Requirement | Copy out every line in the listing below that contains the word "door".

Data to use |
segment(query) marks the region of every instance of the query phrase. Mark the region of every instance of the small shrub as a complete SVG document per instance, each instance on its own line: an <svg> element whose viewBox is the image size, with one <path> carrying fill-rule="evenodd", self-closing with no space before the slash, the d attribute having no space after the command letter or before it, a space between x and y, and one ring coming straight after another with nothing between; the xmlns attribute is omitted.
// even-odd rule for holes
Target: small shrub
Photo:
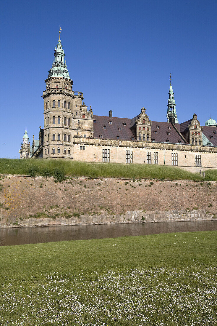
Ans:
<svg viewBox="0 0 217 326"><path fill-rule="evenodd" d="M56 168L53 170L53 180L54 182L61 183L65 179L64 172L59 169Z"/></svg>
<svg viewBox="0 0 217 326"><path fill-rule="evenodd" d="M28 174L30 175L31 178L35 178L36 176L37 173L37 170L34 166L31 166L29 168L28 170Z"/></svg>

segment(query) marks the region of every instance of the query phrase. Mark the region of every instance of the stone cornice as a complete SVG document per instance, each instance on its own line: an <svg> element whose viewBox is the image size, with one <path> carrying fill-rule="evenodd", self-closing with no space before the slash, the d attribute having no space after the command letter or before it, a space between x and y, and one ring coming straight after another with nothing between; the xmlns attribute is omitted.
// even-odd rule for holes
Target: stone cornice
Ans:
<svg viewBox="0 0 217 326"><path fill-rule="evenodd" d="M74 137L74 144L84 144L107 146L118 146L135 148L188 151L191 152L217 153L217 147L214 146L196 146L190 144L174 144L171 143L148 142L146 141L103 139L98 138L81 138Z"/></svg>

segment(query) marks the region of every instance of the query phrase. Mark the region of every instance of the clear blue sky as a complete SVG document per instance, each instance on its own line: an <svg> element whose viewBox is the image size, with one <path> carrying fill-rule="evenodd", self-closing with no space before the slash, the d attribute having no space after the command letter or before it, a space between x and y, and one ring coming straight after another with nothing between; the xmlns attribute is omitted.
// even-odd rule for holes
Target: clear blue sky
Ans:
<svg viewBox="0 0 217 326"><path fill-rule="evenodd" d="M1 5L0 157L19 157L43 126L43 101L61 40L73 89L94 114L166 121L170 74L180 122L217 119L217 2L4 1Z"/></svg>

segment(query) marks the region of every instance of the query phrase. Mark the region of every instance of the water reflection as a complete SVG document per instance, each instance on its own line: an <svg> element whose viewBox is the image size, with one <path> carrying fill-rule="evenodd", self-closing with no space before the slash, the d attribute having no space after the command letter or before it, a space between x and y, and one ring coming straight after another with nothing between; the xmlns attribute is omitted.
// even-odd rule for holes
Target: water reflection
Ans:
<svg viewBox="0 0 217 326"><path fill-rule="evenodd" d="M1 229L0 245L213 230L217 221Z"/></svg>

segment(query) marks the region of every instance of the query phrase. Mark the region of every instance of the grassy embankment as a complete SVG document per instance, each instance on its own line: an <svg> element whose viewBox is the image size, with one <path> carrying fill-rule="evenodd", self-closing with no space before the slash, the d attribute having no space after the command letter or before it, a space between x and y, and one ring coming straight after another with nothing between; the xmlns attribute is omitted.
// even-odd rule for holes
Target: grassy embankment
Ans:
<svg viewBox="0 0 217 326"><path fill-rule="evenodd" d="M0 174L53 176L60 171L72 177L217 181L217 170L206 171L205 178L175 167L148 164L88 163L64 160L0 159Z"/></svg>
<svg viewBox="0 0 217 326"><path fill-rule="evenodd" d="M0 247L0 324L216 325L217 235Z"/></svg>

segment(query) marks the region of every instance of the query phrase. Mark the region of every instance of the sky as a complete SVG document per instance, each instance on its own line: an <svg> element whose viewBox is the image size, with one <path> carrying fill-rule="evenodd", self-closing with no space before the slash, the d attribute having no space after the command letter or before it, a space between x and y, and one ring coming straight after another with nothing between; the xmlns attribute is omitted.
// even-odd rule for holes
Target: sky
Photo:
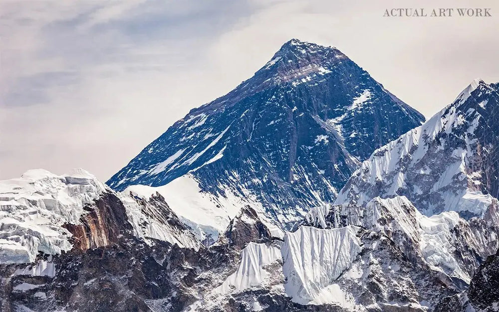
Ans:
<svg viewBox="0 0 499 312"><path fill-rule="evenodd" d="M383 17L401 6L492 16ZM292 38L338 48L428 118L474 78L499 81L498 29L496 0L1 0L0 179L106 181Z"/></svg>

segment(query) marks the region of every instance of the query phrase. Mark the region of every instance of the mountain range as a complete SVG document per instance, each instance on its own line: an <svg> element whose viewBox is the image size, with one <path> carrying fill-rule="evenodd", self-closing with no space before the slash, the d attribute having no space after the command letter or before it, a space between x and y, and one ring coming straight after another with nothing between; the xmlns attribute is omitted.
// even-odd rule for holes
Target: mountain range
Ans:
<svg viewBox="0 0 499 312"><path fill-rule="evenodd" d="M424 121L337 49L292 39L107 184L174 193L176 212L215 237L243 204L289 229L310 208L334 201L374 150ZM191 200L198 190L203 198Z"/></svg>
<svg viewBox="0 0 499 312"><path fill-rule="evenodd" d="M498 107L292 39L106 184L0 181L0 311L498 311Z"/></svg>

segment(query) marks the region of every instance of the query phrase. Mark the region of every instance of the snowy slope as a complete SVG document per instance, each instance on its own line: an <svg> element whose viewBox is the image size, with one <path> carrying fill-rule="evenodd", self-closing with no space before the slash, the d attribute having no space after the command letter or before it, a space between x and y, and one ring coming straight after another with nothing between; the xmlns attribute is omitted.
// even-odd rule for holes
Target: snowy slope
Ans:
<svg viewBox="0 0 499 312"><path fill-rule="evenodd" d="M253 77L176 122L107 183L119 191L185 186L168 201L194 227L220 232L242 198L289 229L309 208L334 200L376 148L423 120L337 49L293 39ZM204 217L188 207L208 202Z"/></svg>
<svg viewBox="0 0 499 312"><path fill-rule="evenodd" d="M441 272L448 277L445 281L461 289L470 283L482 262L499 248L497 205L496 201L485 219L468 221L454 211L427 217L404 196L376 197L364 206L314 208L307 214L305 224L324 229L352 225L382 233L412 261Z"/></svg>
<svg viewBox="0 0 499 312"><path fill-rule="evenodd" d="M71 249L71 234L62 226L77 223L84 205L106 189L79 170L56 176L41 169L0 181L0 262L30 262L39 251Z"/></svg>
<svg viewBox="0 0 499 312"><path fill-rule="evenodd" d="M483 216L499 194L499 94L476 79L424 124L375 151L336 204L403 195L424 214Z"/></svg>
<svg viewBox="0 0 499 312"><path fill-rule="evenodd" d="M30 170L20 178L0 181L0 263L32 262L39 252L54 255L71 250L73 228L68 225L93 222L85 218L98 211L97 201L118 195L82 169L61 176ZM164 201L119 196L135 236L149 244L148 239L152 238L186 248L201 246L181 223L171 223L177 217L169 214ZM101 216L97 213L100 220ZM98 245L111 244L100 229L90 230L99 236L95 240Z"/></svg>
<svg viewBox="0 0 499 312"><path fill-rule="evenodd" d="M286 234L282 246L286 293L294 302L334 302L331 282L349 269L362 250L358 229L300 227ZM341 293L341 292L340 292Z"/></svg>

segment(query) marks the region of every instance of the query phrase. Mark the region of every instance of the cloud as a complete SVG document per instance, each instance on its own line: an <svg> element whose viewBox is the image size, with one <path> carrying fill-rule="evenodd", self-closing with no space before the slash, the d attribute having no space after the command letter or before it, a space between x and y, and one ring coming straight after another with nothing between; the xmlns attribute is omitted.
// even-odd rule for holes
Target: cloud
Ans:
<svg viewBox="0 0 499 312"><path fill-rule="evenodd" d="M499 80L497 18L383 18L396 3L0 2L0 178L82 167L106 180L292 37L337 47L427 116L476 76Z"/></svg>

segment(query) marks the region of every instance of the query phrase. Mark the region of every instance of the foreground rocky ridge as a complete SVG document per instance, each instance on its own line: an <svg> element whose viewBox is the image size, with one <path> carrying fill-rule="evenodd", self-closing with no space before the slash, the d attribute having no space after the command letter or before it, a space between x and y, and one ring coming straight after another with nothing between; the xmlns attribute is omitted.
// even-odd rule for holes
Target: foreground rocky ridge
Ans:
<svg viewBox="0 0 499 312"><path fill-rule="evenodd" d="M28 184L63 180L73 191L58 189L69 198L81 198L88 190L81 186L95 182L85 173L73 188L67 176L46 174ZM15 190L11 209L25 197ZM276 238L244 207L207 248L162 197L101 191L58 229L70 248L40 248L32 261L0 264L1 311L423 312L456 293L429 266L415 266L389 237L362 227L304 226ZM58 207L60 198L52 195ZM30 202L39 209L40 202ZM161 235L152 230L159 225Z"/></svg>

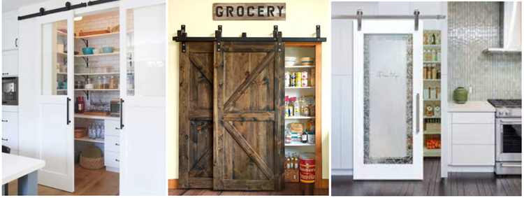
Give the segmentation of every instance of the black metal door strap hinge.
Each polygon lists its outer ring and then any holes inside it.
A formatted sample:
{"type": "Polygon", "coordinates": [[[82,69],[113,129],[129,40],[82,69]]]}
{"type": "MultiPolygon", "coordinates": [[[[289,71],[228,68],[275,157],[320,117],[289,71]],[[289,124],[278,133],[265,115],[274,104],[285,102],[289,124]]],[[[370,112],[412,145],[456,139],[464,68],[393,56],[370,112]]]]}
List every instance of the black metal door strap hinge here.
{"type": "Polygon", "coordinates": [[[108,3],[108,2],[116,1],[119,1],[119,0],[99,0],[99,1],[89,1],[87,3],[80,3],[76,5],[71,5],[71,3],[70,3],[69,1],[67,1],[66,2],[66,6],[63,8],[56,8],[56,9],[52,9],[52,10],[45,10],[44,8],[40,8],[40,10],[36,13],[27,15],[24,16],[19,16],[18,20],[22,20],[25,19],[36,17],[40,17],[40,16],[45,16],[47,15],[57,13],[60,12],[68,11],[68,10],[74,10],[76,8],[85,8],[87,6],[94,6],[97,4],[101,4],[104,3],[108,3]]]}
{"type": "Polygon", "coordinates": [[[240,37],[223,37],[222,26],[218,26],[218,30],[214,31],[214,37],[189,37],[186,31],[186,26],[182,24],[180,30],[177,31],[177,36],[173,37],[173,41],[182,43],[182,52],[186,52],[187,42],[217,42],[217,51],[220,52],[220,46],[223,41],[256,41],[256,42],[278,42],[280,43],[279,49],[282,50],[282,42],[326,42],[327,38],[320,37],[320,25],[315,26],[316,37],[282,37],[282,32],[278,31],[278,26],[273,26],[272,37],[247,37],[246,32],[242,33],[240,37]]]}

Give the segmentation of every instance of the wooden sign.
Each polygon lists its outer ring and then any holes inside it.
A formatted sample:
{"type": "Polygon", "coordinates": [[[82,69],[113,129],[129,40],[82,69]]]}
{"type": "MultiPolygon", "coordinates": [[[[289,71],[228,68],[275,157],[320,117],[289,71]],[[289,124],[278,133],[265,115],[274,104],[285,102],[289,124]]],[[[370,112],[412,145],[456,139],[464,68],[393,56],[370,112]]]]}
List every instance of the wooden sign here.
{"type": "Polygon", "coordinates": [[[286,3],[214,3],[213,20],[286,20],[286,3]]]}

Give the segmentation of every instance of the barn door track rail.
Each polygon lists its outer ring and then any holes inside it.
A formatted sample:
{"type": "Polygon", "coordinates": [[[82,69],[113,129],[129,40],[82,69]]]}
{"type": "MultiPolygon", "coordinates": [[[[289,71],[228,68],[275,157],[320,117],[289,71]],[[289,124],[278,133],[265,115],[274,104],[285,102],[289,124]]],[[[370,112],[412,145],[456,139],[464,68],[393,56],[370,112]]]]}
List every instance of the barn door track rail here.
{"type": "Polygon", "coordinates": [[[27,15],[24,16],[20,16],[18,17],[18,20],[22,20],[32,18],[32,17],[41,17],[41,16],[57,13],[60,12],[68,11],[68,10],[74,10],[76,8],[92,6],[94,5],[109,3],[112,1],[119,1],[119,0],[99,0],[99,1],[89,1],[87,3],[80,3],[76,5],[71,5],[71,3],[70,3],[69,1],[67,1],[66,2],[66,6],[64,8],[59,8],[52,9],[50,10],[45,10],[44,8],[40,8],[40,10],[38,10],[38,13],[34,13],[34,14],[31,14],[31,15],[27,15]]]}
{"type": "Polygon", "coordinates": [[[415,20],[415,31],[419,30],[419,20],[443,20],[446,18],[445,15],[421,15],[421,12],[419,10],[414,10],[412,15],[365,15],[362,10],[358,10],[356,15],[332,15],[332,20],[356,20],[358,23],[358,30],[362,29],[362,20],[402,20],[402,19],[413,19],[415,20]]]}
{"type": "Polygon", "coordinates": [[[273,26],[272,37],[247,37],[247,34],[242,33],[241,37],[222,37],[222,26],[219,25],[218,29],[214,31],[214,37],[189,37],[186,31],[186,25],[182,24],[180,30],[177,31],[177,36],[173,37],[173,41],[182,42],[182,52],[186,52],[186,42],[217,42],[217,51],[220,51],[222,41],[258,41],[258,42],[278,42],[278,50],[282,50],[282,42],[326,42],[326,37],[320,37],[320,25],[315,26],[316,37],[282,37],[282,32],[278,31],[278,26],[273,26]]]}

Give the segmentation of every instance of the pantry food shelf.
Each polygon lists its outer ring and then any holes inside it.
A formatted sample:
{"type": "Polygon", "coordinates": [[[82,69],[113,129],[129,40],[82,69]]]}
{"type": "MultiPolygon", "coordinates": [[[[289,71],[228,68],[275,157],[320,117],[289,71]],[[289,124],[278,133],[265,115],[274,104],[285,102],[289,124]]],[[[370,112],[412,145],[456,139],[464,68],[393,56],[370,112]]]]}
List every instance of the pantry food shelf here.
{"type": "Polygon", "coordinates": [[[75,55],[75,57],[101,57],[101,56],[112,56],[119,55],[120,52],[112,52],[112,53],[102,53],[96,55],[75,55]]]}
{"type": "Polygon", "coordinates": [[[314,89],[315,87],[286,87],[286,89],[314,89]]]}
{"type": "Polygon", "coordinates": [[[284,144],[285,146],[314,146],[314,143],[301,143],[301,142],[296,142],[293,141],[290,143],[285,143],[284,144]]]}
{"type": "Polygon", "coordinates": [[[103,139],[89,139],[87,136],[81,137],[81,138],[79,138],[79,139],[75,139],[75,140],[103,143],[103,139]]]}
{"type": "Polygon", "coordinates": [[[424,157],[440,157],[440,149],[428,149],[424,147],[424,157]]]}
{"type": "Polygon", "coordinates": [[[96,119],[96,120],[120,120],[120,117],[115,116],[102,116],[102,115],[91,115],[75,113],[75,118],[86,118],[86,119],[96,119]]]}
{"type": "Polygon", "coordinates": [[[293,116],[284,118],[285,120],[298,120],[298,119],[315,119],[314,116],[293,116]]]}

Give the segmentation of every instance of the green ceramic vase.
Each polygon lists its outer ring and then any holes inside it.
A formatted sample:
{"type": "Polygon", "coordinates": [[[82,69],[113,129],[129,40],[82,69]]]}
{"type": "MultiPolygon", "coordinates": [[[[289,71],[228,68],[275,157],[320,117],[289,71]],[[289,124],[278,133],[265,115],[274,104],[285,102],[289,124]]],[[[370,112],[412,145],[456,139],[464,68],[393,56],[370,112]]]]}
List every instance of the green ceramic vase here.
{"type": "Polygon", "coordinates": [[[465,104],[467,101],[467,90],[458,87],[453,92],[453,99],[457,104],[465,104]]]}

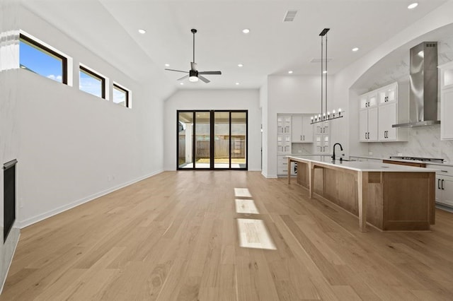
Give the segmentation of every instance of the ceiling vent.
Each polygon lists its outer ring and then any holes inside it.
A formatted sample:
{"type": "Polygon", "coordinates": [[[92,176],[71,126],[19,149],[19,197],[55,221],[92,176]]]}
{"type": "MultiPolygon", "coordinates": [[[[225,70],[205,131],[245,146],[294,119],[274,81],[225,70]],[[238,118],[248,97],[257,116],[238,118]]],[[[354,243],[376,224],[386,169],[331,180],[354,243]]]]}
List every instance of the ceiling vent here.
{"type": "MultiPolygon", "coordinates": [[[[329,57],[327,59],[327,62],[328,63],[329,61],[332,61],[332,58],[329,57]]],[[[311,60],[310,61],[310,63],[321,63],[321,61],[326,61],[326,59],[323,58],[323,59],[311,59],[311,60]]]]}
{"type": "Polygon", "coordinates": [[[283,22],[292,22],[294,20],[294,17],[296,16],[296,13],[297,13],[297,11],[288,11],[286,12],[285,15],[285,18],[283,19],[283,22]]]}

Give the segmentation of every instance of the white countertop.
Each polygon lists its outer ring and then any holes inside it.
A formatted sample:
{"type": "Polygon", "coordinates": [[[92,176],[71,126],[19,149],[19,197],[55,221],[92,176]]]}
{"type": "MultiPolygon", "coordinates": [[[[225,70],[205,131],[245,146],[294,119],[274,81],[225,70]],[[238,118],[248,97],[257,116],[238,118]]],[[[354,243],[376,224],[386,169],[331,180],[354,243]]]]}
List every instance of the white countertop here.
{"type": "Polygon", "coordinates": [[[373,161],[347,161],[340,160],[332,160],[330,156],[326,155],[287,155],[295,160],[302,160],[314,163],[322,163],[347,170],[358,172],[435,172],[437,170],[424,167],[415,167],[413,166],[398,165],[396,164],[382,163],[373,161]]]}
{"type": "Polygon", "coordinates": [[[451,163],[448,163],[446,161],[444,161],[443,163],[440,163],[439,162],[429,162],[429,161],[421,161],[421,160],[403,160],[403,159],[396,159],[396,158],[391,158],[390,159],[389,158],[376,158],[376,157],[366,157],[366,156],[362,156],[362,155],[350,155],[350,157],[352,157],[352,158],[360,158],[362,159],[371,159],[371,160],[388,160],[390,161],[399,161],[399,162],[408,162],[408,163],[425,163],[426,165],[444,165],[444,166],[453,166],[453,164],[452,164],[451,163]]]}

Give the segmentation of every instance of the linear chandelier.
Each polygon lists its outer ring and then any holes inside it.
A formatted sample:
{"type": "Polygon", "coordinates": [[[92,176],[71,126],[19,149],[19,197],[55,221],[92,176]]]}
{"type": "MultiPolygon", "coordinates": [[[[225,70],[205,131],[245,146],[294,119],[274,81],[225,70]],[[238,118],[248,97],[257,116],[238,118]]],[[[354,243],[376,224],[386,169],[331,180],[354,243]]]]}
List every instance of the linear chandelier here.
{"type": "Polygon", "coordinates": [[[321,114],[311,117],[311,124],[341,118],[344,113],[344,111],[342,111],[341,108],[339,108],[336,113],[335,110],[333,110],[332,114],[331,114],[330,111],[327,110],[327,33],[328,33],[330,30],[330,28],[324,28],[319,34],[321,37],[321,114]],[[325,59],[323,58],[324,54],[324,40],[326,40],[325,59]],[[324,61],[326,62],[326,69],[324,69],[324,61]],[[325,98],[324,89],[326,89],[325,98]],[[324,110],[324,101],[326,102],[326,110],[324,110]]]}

Output |
Give the segmentation of every instance of the black metal door strap hinge.
List every instance of the black metal door strap hinge here.
Give the segmentation of every instance of the barn door track rail.
List every instance of the barn door track rail here.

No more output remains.